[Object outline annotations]
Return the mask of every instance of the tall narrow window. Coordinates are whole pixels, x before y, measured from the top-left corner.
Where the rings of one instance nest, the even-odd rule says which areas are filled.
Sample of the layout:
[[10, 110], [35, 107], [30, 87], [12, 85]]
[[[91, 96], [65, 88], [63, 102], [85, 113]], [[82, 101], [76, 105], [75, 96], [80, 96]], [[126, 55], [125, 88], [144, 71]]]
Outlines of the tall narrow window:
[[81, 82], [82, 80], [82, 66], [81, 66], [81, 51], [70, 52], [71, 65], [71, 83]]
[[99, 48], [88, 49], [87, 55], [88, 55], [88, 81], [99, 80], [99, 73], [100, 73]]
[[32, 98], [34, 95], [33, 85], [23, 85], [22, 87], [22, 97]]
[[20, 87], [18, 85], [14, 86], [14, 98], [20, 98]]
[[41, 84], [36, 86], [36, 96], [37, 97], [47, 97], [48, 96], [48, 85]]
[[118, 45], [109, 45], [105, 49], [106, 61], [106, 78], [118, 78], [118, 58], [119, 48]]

▶ Job
Convert the material above into a Markdown table with the columns "Row" and "Line," giving each line its own numbered row and omitting any blank lines.

▶ Response
| Row | Line |
|---|---|
| 1 | Return the mask of every instance of the tall narrow window. Coordinates are whole pixels, x before y, measured from the top-left corner. |
| 2 | Where the rings of one instance nest, the even-odd rule says which areas are filled. |
| 3 | Sample of the layout: |
| 4 | [[10, 110], [35, 107], [30, 87], [12, 85]] |
| 5 | [[[91, 96], [65, 88], [63, 102], [85, 113]], [[82, 101], [76, 105], [75, 96], [80, 96]], [[126, 55], [125, 88], [144, 71]]] |
| 6 | Outlines of the tall narrow window: |
| 7 | [[81, 82], [82, 80], [82, 66], [81, 66], [81, 51], [70, 52], [71, 65], [71, 83]] |
| 8 | [[99, 48], [88, 49], [87, 55], [88, 55], [88, 81], [99, 80], [99, 73], [100, 73]] |
| 9 | [[32, 98], [34, 95], [33, 85], [23, 85], [22, 87], [22, 97]] |
| 10 | [[20, 87], [18, 85], [14, 86], [14, 98], [20, 98]] |
| 11 | [[41, 84], [36, 86], [36, 96], [37, 97], [47, 97], [48, 96], [48, 85]] |
| 12 | [[118, 45], [109, 45], [105, 49], [106, 61], [106, 78], [118, 78], [118, 58], [119, 48]] |